START Extracted data

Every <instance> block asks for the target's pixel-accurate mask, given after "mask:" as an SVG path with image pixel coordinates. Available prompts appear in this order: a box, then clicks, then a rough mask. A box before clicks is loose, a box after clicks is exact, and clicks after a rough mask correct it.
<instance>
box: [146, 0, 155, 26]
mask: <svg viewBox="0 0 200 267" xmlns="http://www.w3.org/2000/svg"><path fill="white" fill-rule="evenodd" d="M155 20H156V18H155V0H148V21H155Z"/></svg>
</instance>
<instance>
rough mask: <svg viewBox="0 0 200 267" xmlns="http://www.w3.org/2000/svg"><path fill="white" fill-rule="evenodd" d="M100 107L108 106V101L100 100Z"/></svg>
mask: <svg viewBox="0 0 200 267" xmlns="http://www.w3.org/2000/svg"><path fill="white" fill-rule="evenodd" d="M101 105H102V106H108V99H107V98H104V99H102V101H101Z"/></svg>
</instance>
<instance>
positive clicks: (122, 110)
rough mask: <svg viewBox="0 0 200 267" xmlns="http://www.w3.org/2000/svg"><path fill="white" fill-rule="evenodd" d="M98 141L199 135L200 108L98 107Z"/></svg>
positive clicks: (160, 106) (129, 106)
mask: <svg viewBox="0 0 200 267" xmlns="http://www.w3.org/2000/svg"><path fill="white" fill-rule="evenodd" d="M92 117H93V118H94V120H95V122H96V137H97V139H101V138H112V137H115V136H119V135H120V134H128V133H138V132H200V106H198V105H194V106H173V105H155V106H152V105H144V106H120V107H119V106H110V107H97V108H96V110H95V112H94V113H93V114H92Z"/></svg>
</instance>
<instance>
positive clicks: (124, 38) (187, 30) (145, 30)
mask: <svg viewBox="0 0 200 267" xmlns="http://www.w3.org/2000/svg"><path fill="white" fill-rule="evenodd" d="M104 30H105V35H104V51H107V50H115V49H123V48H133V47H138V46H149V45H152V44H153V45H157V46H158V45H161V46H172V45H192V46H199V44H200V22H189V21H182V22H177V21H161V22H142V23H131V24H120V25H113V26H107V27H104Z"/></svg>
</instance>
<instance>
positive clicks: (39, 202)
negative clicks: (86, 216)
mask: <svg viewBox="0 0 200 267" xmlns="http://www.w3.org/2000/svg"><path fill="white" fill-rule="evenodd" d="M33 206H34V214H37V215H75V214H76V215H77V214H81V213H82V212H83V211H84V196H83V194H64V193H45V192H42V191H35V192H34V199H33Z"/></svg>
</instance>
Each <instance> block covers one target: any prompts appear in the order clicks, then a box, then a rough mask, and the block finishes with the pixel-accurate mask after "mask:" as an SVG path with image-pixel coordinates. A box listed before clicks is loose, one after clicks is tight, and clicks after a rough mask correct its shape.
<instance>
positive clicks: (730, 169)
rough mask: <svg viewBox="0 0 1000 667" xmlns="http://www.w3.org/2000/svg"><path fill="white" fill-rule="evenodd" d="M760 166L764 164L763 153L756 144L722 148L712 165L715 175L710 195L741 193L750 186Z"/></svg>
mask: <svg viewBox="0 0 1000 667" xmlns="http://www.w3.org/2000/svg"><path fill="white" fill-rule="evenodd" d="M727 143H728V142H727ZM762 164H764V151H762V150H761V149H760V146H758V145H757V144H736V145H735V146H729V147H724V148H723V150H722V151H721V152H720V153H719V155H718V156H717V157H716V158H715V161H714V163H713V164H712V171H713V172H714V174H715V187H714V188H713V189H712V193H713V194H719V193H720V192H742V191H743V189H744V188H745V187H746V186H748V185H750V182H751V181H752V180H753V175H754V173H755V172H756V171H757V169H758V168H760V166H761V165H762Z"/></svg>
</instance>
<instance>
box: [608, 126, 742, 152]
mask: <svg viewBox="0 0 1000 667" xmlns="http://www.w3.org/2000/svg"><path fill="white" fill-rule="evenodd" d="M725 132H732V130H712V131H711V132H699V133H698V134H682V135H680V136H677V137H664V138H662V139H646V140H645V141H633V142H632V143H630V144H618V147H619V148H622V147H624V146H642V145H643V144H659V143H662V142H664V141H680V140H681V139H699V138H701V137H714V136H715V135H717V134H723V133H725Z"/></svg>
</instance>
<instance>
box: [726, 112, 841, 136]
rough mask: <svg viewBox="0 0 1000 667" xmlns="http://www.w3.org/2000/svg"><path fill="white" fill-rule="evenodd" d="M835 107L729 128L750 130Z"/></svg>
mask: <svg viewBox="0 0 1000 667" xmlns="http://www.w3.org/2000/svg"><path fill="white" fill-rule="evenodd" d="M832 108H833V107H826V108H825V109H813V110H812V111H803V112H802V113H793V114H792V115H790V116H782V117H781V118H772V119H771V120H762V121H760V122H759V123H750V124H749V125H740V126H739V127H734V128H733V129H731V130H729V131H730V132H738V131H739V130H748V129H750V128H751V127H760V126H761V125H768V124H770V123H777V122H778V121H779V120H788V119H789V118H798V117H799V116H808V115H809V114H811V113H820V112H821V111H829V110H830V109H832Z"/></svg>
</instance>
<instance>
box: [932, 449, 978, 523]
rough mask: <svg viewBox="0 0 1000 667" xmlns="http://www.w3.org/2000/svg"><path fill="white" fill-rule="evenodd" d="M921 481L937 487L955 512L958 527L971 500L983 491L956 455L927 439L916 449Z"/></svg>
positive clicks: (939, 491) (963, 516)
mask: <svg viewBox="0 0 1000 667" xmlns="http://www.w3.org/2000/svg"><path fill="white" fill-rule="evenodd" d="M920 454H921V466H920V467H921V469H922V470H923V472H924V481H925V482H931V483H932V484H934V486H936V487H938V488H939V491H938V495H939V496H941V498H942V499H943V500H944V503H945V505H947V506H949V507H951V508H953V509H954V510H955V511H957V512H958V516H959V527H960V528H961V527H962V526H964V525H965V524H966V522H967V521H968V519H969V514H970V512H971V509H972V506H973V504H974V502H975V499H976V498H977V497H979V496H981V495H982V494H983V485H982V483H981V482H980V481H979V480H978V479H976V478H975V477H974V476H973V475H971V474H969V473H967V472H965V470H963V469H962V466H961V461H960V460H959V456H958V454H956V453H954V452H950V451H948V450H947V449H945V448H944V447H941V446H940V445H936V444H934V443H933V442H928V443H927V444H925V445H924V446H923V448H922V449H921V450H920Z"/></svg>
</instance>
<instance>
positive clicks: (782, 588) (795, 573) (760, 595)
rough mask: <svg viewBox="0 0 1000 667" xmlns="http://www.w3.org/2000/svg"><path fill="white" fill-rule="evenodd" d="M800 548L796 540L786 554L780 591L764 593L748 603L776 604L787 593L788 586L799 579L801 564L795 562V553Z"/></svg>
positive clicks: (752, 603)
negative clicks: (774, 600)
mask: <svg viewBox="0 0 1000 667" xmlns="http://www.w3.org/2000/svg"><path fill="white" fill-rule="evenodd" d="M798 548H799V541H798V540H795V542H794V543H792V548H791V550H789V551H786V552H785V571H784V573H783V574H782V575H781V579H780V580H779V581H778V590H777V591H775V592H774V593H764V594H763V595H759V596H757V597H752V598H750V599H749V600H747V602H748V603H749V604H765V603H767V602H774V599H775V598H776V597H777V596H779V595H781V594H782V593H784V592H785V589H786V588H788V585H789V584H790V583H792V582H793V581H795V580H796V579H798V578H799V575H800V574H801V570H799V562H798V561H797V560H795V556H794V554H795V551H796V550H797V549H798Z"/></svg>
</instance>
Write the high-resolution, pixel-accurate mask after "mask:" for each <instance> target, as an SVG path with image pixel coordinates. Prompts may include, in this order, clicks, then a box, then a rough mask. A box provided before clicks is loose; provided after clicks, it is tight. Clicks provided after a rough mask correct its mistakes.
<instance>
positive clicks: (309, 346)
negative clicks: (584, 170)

END Extracted data
START Extracted data

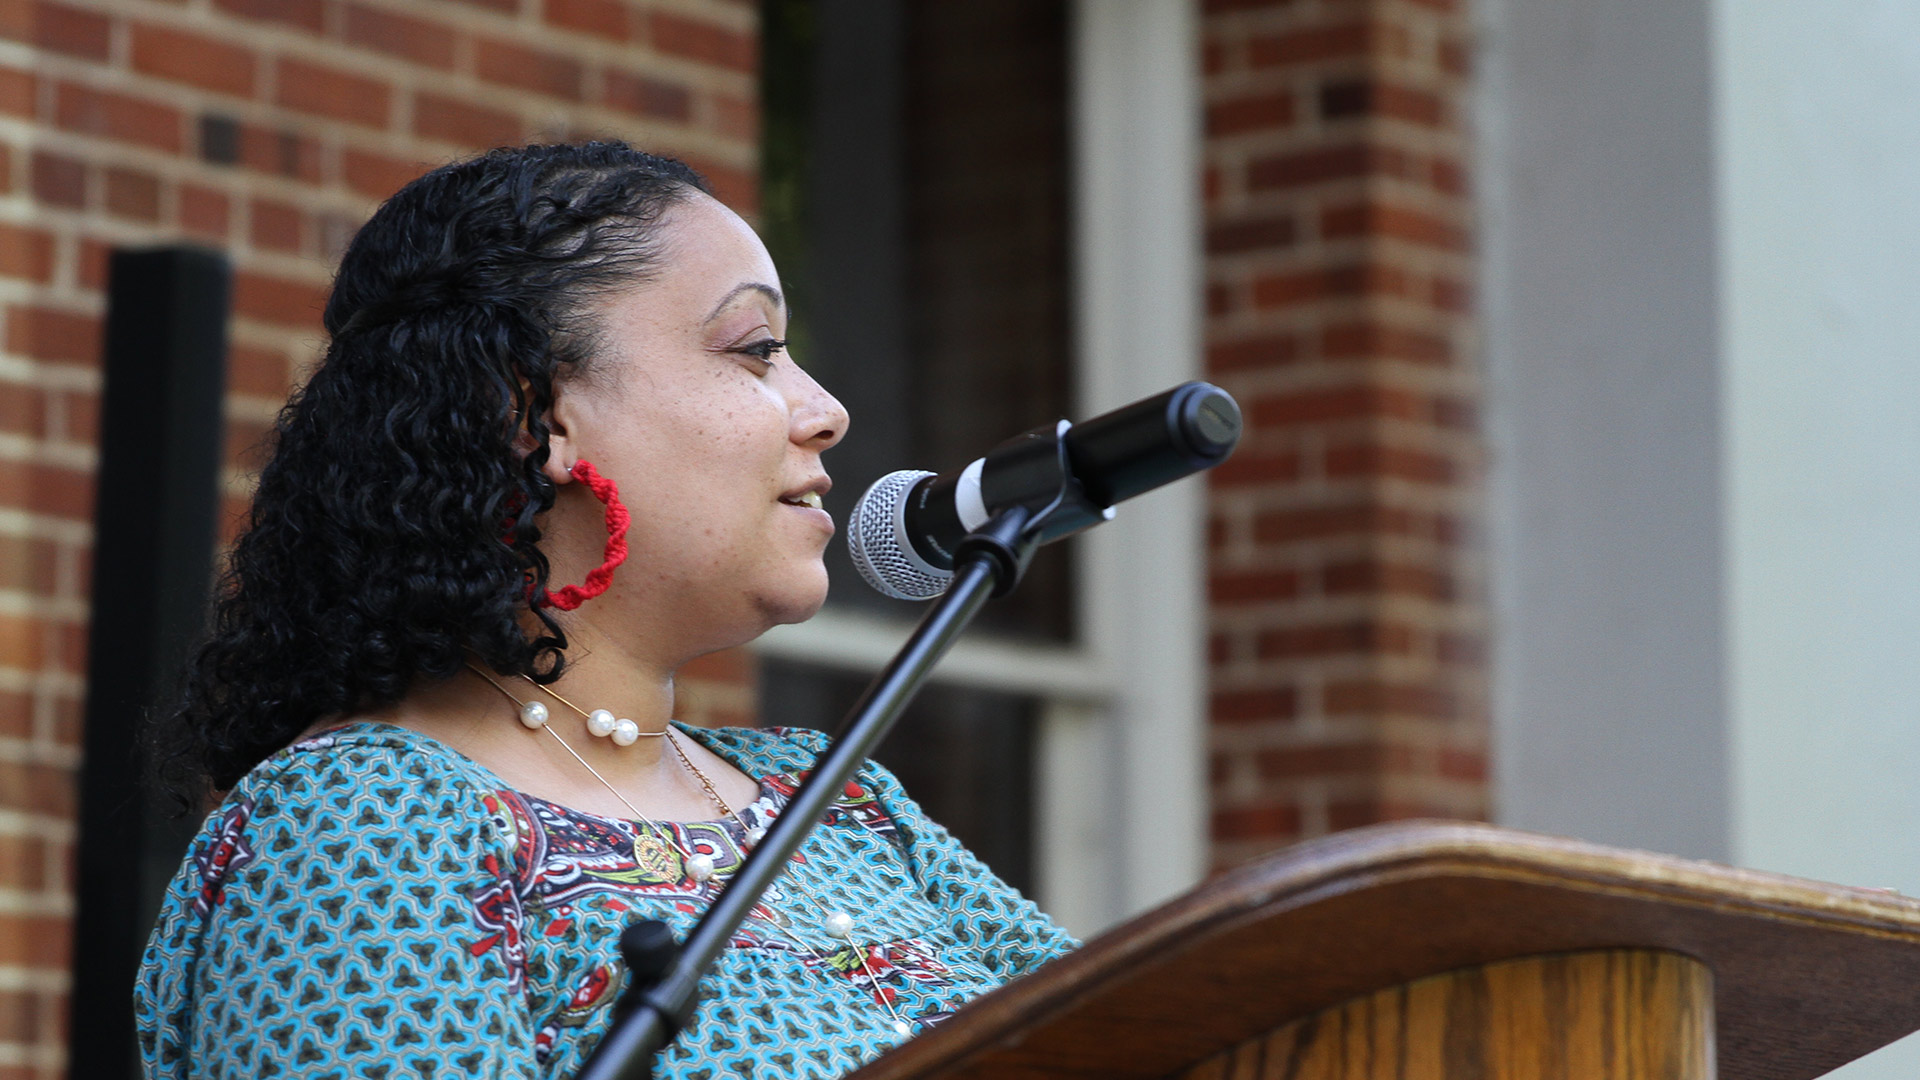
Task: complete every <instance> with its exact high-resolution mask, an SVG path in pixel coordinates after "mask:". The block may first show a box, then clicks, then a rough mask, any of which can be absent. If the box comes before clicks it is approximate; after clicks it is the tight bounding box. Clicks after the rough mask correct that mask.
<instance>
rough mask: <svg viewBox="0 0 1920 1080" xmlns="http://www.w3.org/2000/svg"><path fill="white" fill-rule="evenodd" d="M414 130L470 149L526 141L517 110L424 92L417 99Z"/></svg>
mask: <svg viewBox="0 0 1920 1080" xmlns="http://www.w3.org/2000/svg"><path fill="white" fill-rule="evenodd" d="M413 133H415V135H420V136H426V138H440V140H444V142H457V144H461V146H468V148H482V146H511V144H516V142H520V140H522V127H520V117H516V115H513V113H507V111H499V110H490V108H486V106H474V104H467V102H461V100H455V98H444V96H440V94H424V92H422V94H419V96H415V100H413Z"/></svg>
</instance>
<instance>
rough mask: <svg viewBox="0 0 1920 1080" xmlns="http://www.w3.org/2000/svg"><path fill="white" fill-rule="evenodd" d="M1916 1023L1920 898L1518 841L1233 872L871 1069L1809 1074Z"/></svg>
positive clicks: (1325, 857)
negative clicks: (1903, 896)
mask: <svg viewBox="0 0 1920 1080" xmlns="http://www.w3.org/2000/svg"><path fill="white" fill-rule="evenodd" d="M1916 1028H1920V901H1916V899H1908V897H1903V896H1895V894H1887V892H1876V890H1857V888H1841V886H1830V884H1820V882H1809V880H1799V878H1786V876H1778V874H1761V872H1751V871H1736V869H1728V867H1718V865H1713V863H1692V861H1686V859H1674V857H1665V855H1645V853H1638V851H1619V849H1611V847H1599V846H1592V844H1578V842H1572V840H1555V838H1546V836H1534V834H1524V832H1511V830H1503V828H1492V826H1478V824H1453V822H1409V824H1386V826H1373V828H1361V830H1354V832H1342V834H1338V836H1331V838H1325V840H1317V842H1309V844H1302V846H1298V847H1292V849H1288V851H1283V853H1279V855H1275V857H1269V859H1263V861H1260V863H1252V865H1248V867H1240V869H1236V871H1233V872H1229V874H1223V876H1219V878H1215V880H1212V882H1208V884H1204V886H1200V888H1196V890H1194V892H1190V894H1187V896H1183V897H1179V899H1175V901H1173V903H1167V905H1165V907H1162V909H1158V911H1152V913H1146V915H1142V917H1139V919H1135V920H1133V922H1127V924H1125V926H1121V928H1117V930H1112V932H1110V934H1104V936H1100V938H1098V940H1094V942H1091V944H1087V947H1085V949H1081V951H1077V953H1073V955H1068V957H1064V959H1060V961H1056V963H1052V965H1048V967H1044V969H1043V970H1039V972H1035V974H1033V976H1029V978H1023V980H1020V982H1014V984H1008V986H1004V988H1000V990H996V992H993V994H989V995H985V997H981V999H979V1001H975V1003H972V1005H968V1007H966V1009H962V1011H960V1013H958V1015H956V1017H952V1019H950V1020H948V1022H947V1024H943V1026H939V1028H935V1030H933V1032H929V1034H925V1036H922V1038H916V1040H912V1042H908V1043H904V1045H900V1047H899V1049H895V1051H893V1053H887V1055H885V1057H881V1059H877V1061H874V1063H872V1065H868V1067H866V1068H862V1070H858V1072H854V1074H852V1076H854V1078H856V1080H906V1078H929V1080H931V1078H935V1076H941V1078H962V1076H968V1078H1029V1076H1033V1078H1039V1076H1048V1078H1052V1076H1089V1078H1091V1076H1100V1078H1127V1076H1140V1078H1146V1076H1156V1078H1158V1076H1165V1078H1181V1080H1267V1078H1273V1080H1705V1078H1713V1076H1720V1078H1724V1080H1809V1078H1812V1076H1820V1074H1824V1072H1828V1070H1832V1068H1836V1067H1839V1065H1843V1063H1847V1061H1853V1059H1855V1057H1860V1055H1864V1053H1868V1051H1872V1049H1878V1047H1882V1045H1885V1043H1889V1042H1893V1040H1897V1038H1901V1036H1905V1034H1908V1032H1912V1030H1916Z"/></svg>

END Extracted data

**Problem to work on:** Pick out every line in the data above that contains the string "positive", and copy each one.

**Task result:**
positive clicks: (122, 110)
positive clicks: (160, 106) (129, 106)
positive clicks: (124, 38) (187, 30) (145, 30)
positive clicks: (39, 202)
positive clicks: (730, 169)
positive clicks: (939, 491) (963, 516)
positive clicks: (782, 588) (795, 573) (760, 595)
positive clicks: (752, 603)
positive clicks: (309, 346)
positive clicks: (1325, 857)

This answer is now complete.